For example, the first method was used in Refs. Kortelainen et al. (2010, 2012, 2014) in Skyrme DFT for the development of the UNEDF class of the functionals. Note that fitting protocol of the UNEDF1 and UNEDF2 functionals has been supplemented by information on fission barriers and single-particle energies, respectively. In all optimizations, the large spherical basis with 20 harmonic oscillator shells ($N=20$) was used which led to quite substantial computational time in the calculations with deformed HFBTHO code. As a consequence, a limited number of nuclei (approximately 28 spherical and 46 deformed) were used in these optimizations.

The second method has been used in the fitting protocol of the BCPM (Barcelona-Catania-Paris-Madrid) functional (see Ref. Baldo et al. (2013)). It included 579 measured masses of even-even nuclei and the calculations have been carried out in a reduced basis which takes into account eleven harmonic oscillator shells for the $Z<50$ nuclei, 13 shells for the $50<Z<82$ nuclei, and 15 shells for $Z>82$ nuclei. Another example is the D1M and D1M* functionals which were fitted to 2149 and 620 nuclei, respectively, in axially deformed calculations corrected by quadrupole corrections to total binding energy and infinite-basis corrections $\Delta B_{\infty}$ [see Eq. (27) below] in Refs. Goriely et al. (2009); Gonzalez-Boquera et al. (2018). Note that only even-even nuclei were considered in the fit of the D1M* functional. The axially deformed calculations for these two functionals were performed in the basis with $N\leq 14$ major oscillator shells.

- _Source material_:
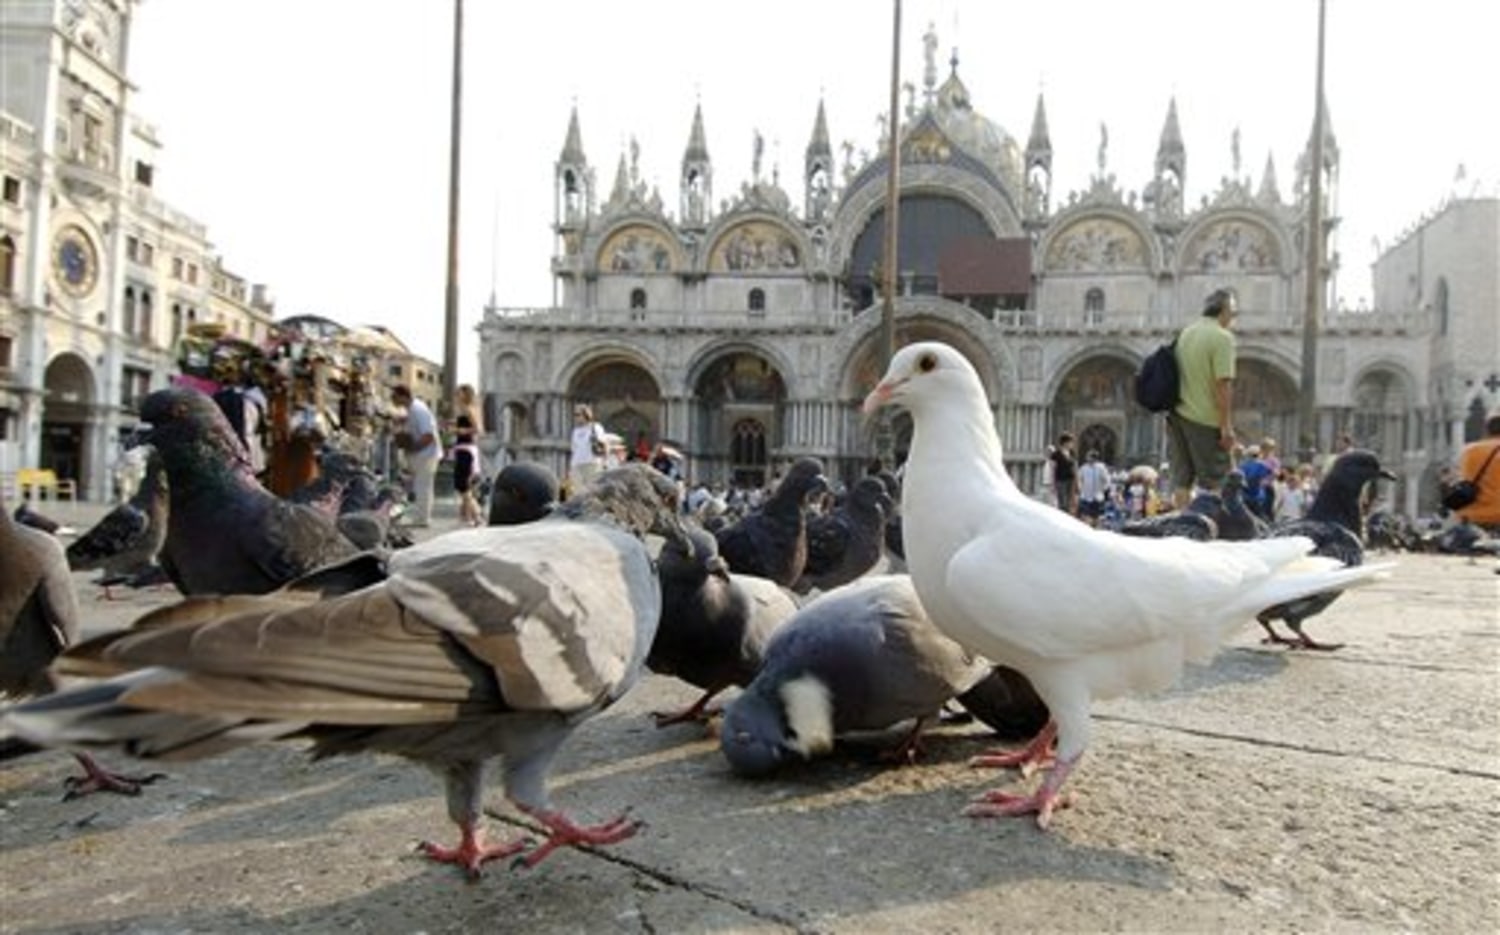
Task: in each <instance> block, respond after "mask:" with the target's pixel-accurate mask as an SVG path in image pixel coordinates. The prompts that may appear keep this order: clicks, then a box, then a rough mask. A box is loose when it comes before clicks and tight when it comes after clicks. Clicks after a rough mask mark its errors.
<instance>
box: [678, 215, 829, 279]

- _Required action_:
Please answer these questions on the passage about fitting nuclear energy density functionals:
(a) How many harmonic oscillator shells did the spherical basis used in the UNEDF optimizations have?
(b) How many measured masses of even-even nuclei did the BCPM fitting protocol include?
(c) To how many nuclei was the D1M* functional fitted?
The data has no connection to the text.

- _Result_:
(a) 20
(b) 579
(c) 620